Records supplied: Begin

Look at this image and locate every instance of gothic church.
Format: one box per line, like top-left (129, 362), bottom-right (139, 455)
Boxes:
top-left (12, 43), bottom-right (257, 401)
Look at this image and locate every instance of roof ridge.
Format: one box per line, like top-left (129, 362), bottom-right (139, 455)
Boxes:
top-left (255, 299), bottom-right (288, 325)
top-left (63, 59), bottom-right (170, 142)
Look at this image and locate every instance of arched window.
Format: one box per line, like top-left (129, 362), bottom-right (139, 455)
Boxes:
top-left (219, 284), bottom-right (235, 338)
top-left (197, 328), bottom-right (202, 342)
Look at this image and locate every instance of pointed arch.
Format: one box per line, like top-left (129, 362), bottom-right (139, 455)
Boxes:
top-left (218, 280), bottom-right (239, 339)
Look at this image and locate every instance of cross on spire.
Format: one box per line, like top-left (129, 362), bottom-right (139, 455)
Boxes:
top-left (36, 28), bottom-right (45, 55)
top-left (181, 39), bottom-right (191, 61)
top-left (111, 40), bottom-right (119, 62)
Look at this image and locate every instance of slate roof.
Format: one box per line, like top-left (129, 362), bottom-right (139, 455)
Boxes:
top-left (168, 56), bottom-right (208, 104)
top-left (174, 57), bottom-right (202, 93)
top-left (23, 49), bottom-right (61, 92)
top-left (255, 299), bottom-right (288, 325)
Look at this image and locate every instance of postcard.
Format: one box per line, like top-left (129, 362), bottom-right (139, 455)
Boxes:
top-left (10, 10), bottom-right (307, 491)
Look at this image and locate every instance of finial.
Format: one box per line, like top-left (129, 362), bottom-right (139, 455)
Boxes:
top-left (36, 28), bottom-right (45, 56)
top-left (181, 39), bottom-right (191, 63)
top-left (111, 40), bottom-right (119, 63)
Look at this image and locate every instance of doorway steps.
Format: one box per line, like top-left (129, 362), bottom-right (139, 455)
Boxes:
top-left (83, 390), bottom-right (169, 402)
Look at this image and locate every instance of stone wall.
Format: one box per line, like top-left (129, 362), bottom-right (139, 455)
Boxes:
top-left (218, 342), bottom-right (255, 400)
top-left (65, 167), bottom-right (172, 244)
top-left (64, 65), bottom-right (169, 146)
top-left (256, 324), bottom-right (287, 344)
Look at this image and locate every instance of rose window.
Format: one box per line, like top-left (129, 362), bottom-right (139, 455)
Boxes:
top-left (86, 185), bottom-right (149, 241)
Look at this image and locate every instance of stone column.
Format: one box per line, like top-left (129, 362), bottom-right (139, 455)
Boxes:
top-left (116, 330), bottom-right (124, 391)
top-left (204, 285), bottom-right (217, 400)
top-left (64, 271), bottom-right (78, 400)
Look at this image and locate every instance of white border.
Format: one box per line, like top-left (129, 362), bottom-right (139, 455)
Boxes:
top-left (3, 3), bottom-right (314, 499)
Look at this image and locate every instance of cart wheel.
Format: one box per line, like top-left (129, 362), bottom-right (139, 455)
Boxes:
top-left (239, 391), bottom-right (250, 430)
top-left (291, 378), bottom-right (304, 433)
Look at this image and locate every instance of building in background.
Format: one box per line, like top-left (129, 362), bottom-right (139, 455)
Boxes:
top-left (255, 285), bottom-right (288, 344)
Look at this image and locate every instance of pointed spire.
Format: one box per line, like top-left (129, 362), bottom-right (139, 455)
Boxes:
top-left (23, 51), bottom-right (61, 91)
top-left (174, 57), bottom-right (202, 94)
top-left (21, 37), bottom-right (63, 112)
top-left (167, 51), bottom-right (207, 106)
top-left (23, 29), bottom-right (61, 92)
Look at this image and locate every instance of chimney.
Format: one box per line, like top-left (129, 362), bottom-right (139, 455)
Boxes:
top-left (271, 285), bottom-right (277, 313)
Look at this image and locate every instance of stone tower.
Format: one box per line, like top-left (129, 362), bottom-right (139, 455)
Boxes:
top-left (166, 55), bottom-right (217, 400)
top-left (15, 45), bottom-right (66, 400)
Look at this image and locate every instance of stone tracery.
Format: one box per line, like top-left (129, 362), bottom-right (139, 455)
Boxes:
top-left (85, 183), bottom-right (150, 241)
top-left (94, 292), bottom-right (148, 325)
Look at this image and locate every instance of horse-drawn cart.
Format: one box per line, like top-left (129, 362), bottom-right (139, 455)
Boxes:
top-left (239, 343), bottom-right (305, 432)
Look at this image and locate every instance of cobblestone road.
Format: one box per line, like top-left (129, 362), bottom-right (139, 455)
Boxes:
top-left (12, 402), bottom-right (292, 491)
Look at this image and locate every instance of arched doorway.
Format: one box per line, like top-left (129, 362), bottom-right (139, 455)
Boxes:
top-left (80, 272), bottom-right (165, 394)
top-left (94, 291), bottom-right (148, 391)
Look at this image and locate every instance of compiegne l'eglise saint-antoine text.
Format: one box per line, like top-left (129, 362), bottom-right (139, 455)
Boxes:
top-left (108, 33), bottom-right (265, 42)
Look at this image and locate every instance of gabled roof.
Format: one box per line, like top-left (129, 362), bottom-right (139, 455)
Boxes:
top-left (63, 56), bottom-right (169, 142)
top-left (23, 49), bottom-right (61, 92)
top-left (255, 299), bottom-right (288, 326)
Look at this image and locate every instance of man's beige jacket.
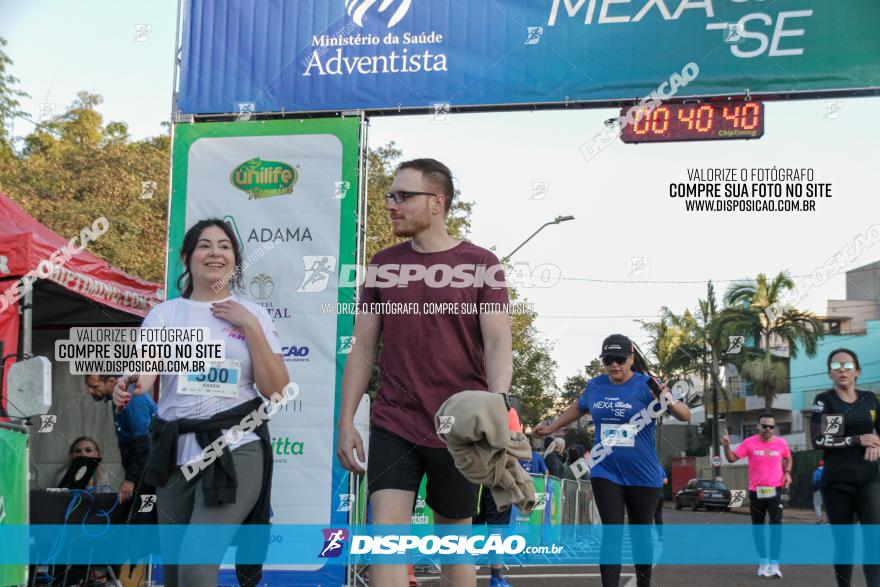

Records supplied: End

Brief: All of the entries need to be copied exactly, minus any pictures.

Worked solution:
Look at this image and locate every instance of gothic church.
Format: one box per line, like top-left (129, 362), bottom-right (139, 455)
Boxes:
top-left (12, 43), bottom-right (257, 401)
Look at this image and locate every instance of roof ridge.
Format: one box per line, like top-left (129, 362), bottom-right (139, 455)
Boxes:
top-left (255, 299), bottom-right (288, 325)
top-left (63, 59), bottom-right (170, 142)
Look at this image and locate every instance of arched window.
Format: one box per line, like top-left (129, 362), bottom-right (139, 455)
Boxes:
top-left (219, 284), bottom-right (235, 338)
top-left (197, 328), bottom-right (202, 342)
Look at this image and locate every instance of pointed arch.
Format: one box per line, like top-left (129, 362), bottom-right (139, 455)
Boxes:
top-left (218, 280), bottom-right (239, 339)
Look at this image and locate every instance of cross on spire.
Format: one box per line, like top-left (129, 362), bottom-right (139, 455)
Boxes:
top-left (36, 28), bottom-right (45, 55)
top-left (181, 39), bottom-right (191, 61)
top-left (111, 40), bottom-right (119, 62)
Look at this image and locate every instance of slate roof.
Format: one box per line, like top-left (129, 362), bottom-right (139, 455)
Boxes:
top-left (168, 56), bottom-right (208, 104)
top-left (174, 57), bottom-right (202, 93)
top-left (23, 49), bottom-right (61, 92)
top-left (255, 299), bottom-right (288, 325)
Look at this image and locate every instance of postcard.
Format: one box per line, like top-left (129, 362), bottom-right (139, 455)
Boxes:
top-left (10, 10), bottom-right (307, 491)
Look at this image and locate every instance of finial.
Format: one box per line, like top-left (129, 362), bottom-right (139, 455)
Boxes:
top-left (36, 28), bottom-right (45, 56)
top-left (181, 39), bottom-right (191, 63)
top-left (111, 40), bottom-right (119, 63)
Look at this image and locate every instance of doorway steps.
Format: one box per line, like top-left (129, 362), bottom-right (139, 455)
Boxes:
top-left (83, 390), bottom-right (169, 402)
Look at this image and locate every instance of stone wall.
Format: one box per line, like top-left (129, 362), bottom-right (139, 455)
Boxes:
top-left (218, 342), bottom-right (255, 400)
top-left (65, 167), bottom-right (172, 244)
top-left (64, 65), bottom-right (169, 146)
top-left (256, 324), bottom-right (287, 344)
Look at this image and locate every instance of rose window.
Format: one box per line, like top-left (129, 362), bottom-right (139, 455)
Boxes:
top-left (86, 185), bottom-right (149, 241)
Look at this image and locate every instance of stone column.
Format: one box per line, like top-left (129, 362), bottom-right (139, 455)
Boxes:
top-left (116, 330), bottom-right (124, 391)
top-left (204, 285), bottom-right (217, 400)
top-left (64, 271), bottom-right (78, 400)
Look at this image and locate every instance of white border.
Format: one box per line, like top-left (129, 362), bottom-right (139, 455)
Boxes:
top-left (3, 3), bottom-right (314, 499)
Look at this image and locate every instance of cart wheel.
Format: one box per line, like top-left (129, 362), bottom-right (139, 455)
Boxes:
top-left (239, 391), bottom-right (250, 430)
top-left (291, 378), bottom-right (304, 433)
Look at this image and locate every instance of building in background.
Format: one box per line, like top-left (129, 362), bottom-right (139, 455)
Boxes:
top-left (255, 285), bottom-right (288, 344)
Look at this image and locate every instance of pointed spire.
Format: one box per line, like top-left (129, 362), bottom-right (139, 455)
Boxes:
top-left (23, 51), bottom-right (61, 91)
top-left (174, 57), bottom-right (202, 94)
top-left (21, 37), bottom-right (63, 112)
top-left (167, 51), bottom-right (207, 106)
top-left (23, 29), bottom-right (61, 92)
Look at this image and locate every instance of chimney.
Format: one box per line, like top-left (129, 362), bottom-right (139, 455)
Boxes:
top-left (271, 285), bottom-right (277, 313)
Look at this image and locate every instance of stone tower.
Format: one box per line, like top-left (129, 362), bottom-right (139, 455)
Boxes:
top-left (166, 55), bottom-right (217, 400)
top-left (15, 45), bottom-right (66, 400)
Look at this image and locate every instance of stone tracery.
Format: one box per line, like top-left (129, 362), bottom-right (139, 455)
Boxes:
top-left (85, 183), bottom-right (150, 241)
top-left (94, 292), bottom-right (148, 325)
Look at this image and locate every instance of horse-drawn cart.
Format: one box per line, like top-left (129, 362), bottom-right (139, 455)
Boxes:
top-left (239, 343), bottom-right (305, 432)
Look at this image and locate every instance of cobblestone road.
Format: one box per line, like top-left (129, 362), bottom-right (139, 455)
Boxes:
top-left (12, 402), bottom-right (292, 491)
Look at this image and locate every instance of arched doorway.
Format: one box per line, like top-left (129, 362), bottom-right (139, 455)
Boxes:
top-left (80, 272), bottom-right (165, 394)
top-left (94, 291), bottom-right (148, 391)
Look at this image and locate every instance of compiegne l'eglise saint-antoine text.
Format: one box per line, like top-left (129, 362), bottom-right (139, 455)
Boxes:
top-left (108, 33), bottom-right (265, 42)
Look at this image and locate every instance of gabled roof.
Format: one box per line, like top-left (129, 362), bottom-right (139, 455)
Boxes:
top-left (63, 56), bottom-right (169, 142)
top-left (23, 49), bottom-right (61, 92)
top-left (255, 299), bottom-right (288, 326)
Look at this image and locate every instance of man's beige jacket.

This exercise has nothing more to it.